(Object position labeling entries)
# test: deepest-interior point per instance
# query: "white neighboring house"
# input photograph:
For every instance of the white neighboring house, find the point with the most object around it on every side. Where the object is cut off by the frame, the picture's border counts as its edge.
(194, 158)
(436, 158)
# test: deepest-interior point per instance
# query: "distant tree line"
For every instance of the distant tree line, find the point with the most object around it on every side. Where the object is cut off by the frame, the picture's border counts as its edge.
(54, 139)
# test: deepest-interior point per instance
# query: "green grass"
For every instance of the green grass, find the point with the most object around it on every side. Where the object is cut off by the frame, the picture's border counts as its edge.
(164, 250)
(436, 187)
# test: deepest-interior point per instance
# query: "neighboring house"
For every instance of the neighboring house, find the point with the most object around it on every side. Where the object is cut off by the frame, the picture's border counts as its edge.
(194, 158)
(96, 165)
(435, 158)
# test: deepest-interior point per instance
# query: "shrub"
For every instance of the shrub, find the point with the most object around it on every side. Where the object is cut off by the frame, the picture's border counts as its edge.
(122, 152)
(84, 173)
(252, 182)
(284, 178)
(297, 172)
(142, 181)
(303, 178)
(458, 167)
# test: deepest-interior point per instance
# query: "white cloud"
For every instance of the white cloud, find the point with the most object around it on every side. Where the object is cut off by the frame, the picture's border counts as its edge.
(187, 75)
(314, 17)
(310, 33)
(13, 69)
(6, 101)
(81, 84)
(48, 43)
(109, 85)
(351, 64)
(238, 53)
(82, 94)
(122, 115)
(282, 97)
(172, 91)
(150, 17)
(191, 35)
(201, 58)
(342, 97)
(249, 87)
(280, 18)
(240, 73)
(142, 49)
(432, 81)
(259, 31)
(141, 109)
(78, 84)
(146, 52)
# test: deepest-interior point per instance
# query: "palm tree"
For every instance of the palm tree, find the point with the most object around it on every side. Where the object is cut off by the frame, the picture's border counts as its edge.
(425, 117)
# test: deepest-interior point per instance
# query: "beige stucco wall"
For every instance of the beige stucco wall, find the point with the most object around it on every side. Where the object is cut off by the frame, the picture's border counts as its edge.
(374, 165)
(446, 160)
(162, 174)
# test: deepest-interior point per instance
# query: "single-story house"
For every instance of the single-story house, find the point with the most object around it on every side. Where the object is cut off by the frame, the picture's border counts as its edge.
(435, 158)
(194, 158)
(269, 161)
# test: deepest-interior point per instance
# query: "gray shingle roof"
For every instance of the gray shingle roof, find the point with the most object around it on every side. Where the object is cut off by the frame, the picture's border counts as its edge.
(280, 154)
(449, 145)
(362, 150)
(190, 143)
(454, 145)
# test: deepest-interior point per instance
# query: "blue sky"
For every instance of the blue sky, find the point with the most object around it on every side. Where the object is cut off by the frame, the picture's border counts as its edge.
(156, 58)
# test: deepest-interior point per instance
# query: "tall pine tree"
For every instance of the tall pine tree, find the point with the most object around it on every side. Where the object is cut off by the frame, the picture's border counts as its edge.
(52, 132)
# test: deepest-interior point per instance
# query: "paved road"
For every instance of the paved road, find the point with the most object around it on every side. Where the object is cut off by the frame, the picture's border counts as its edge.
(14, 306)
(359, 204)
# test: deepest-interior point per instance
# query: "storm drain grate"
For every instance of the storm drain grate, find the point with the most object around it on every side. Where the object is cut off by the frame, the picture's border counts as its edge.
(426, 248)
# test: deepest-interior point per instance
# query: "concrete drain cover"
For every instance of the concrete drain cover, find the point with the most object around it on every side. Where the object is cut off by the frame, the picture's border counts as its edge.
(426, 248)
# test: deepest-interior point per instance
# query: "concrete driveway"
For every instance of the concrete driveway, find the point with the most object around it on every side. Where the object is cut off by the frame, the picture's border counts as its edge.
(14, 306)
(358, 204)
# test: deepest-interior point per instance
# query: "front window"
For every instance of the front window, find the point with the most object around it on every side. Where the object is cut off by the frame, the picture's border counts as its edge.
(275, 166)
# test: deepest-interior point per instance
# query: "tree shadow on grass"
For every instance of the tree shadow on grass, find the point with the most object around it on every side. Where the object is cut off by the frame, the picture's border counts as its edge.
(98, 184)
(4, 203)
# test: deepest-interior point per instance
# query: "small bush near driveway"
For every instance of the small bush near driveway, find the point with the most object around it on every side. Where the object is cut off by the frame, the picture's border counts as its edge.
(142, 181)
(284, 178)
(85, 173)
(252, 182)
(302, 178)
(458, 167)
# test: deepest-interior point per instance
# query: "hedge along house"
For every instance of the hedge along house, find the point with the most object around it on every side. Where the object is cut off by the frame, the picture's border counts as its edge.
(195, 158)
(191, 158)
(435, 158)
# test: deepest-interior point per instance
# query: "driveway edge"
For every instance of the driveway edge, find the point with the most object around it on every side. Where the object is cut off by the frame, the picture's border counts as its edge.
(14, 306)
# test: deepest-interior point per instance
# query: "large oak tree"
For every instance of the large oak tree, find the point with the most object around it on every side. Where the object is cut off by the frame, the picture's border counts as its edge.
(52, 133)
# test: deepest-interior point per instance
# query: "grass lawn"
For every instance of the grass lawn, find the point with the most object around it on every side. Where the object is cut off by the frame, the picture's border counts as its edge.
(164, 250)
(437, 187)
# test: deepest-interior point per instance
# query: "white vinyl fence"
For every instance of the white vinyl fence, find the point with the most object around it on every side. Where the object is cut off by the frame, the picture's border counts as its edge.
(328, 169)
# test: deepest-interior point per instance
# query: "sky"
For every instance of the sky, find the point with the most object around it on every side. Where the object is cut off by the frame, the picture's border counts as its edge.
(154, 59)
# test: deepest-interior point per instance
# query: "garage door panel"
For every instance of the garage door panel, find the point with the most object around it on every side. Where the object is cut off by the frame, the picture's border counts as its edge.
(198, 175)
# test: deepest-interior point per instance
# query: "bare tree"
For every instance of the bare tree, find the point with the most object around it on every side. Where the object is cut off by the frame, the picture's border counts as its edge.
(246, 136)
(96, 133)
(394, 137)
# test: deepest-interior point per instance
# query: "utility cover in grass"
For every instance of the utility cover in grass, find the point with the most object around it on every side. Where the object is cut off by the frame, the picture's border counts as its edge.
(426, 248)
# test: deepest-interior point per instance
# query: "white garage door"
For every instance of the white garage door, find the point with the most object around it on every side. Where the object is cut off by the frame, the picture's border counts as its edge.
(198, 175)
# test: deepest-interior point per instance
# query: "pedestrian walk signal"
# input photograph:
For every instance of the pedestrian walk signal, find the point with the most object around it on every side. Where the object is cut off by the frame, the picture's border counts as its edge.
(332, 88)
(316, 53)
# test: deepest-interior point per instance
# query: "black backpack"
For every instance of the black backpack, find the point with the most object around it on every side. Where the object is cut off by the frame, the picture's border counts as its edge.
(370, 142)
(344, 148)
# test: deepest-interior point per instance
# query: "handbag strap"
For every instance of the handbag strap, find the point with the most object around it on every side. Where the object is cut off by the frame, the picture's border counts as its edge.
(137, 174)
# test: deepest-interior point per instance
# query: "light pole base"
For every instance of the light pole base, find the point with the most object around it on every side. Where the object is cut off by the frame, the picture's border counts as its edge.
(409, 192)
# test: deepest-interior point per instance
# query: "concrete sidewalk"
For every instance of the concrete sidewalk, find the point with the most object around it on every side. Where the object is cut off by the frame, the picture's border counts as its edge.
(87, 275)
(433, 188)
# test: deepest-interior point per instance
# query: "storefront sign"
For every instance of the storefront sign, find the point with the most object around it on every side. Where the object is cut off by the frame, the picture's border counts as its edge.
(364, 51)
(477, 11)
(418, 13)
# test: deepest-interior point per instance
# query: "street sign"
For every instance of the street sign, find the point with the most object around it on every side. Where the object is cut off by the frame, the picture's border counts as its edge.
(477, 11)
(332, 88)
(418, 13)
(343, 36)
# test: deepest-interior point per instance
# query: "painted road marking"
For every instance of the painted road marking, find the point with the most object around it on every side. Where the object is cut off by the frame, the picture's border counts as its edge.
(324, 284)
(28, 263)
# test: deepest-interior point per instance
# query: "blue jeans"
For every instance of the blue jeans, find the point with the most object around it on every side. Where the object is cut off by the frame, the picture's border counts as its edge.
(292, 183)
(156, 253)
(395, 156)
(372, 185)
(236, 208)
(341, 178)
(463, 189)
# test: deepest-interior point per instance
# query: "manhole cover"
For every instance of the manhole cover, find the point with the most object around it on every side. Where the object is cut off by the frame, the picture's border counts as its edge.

Required task: Filter the entries above and copy every line that contains the word "black". Case counts.

Complete response:
# query: "black backpack"
For every instance of the black backpack, find the point with the most object around it on every side. Where the object is cut off by the frame, the picture's border counts as its edge.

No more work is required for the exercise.